-- start --
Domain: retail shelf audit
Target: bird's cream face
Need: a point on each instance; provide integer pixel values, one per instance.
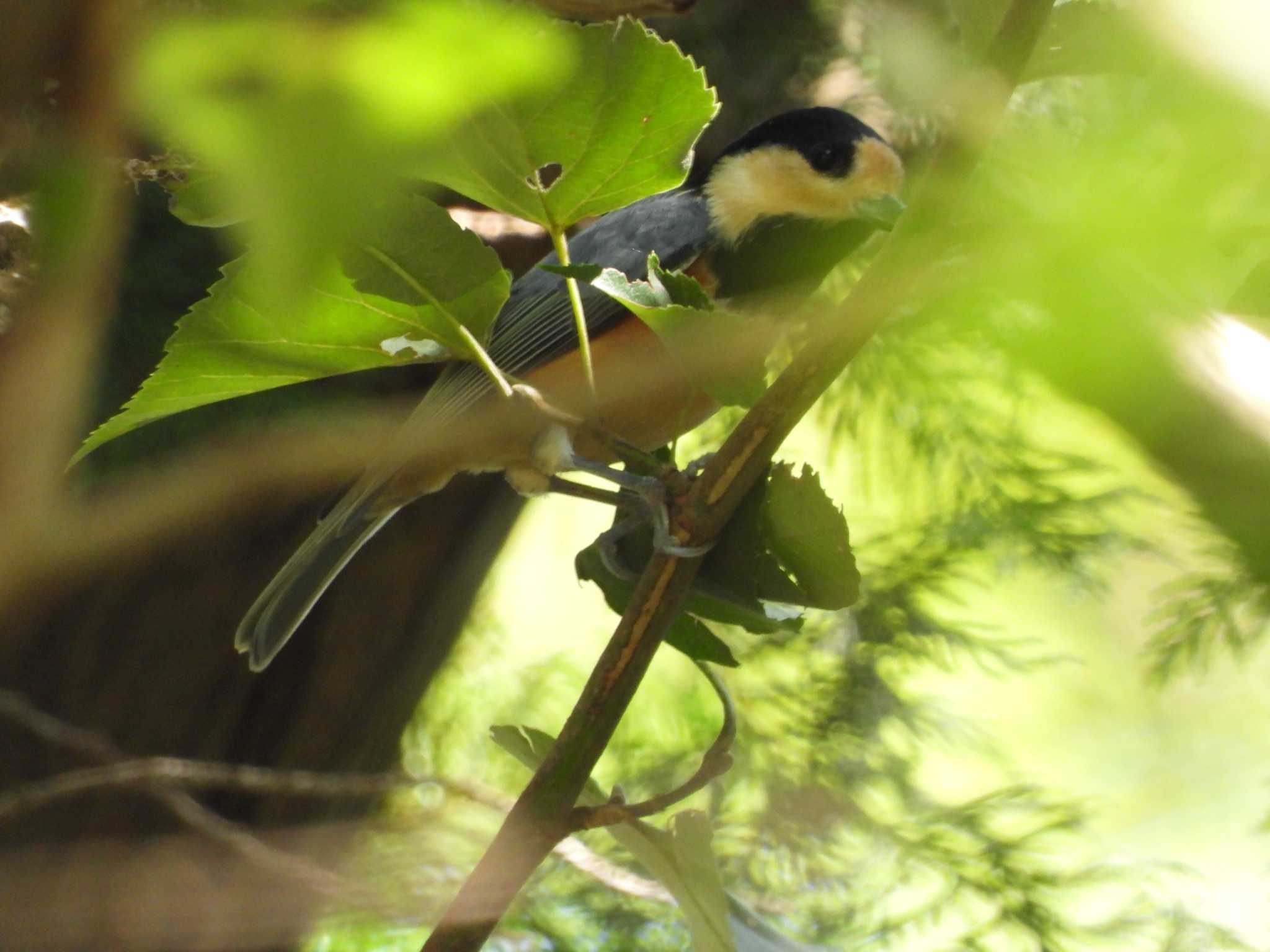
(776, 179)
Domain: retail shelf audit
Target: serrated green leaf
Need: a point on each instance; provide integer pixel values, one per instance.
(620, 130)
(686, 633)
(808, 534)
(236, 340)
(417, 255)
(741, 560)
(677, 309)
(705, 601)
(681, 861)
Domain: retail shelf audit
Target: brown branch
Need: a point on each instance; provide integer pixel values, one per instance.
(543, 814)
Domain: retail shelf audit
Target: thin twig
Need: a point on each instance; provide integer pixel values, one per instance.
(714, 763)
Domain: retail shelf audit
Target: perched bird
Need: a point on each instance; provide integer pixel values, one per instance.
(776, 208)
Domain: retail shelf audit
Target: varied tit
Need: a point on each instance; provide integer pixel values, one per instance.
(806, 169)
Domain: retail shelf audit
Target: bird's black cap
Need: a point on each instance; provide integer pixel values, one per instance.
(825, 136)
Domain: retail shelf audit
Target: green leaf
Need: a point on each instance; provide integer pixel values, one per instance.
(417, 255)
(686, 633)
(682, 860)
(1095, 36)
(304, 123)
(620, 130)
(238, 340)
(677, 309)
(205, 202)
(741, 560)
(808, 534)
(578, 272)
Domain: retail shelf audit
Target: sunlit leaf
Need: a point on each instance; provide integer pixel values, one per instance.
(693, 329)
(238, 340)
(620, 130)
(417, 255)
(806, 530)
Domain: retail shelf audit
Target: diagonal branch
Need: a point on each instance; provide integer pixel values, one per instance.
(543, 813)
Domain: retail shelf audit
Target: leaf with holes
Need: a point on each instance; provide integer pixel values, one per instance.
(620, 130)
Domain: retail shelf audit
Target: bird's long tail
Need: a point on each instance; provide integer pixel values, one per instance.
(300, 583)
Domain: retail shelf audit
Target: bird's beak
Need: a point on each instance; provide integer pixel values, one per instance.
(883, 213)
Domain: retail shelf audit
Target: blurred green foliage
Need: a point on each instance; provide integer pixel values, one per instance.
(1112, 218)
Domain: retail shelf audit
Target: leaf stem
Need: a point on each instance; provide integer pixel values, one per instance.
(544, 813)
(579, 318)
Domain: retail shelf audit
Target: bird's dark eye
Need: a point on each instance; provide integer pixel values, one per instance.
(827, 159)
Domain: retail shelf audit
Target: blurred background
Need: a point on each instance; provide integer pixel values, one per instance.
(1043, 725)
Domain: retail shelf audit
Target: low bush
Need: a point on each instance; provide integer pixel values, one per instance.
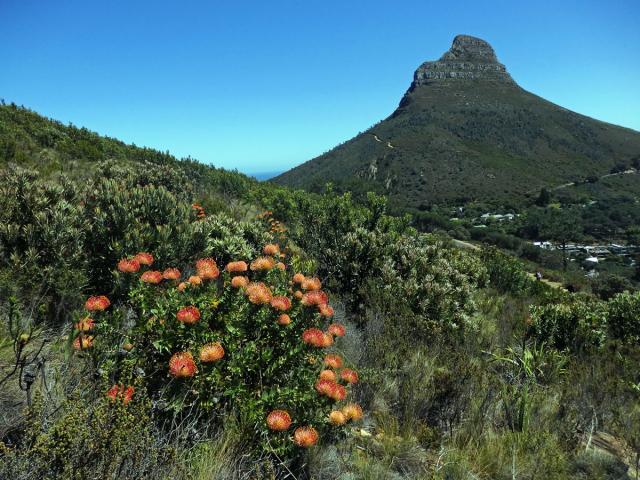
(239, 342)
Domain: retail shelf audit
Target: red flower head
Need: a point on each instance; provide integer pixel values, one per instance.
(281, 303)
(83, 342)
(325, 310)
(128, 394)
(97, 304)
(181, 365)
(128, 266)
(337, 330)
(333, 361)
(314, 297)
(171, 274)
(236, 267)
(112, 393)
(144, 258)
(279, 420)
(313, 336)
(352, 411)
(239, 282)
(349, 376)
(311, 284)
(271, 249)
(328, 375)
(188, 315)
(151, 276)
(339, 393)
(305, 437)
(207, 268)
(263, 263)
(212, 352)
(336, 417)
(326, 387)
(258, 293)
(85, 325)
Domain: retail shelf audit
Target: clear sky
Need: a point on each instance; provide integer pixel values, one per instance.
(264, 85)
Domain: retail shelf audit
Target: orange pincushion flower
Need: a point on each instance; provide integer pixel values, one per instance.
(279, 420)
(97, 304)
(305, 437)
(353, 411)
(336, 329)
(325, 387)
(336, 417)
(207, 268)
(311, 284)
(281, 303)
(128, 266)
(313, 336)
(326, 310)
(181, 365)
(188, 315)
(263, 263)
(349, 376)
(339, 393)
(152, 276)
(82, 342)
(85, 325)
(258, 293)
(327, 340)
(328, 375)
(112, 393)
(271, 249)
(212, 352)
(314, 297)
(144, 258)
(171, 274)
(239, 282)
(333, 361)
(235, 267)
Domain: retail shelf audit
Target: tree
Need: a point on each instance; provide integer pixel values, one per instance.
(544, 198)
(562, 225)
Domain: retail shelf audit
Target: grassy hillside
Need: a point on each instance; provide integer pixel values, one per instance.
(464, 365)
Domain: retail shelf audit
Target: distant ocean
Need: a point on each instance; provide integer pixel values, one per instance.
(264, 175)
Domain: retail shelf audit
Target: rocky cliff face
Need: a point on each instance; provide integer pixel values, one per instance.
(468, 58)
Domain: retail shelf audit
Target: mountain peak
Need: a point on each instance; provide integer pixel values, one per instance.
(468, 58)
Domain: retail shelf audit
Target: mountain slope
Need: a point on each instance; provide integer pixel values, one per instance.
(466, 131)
-- end --
-- start --
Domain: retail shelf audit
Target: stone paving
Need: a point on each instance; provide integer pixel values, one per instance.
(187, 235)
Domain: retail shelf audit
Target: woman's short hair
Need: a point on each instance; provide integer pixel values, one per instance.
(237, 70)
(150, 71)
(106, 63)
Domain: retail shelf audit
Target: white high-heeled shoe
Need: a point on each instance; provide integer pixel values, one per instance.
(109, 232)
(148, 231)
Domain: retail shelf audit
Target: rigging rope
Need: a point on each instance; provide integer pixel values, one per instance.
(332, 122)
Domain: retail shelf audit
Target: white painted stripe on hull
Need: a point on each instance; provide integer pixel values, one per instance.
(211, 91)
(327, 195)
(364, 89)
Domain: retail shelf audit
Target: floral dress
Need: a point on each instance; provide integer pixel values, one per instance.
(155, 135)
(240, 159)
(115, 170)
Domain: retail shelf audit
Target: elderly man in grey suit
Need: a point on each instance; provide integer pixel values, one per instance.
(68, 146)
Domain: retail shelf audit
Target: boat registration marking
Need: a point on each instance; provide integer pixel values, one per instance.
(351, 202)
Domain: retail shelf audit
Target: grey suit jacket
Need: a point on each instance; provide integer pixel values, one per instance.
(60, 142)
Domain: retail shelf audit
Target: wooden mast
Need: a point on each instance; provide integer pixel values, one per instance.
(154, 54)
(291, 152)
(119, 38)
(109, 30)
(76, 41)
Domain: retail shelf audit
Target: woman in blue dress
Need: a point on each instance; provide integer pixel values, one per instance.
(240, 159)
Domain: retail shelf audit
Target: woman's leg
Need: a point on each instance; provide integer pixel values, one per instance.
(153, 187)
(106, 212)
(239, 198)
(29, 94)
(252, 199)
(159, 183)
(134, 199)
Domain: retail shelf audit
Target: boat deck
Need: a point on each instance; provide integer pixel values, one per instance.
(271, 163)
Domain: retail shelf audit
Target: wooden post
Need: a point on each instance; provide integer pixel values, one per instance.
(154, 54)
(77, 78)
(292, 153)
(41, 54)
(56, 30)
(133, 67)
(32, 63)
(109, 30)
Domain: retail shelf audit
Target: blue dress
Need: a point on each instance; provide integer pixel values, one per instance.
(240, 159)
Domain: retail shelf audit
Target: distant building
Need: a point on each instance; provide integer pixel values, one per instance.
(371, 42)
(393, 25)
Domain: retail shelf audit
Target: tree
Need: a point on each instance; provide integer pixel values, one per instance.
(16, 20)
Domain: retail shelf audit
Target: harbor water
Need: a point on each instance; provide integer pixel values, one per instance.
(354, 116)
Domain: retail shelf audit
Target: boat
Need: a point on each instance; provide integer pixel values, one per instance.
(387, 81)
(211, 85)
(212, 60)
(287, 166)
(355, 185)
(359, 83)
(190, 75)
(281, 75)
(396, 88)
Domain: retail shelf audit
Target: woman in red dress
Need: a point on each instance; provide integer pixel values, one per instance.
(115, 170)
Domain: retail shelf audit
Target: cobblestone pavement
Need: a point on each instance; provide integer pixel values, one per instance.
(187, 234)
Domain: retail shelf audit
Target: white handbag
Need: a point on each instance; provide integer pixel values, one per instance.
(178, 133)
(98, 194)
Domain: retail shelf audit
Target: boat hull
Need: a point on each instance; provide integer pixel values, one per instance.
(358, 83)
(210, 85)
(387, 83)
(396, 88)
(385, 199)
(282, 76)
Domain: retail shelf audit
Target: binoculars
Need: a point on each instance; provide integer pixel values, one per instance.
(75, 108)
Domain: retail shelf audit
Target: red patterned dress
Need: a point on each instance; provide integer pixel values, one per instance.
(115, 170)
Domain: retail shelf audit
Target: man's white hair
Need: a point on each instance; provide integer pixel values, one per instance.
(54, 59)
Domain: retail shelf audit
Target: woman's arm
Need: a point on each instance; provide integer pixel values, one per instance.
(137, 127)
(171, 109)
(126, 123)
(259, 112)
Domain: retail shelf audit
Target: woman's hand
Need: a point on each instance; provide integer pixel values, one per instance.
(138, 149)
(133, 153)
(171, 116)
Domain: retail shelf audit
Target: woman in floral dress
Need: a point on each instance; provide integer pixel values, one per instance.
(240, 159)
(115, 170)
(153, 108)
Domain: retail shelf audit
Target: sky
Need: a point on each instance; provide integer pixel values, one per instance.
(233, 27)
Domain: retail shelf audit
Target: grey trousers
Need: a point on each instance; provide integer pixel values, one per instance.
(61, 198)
-- end --
What is asked:
How many lines in the items contain the string "suit"? Case matters. Reply with the number alone.

In response:
2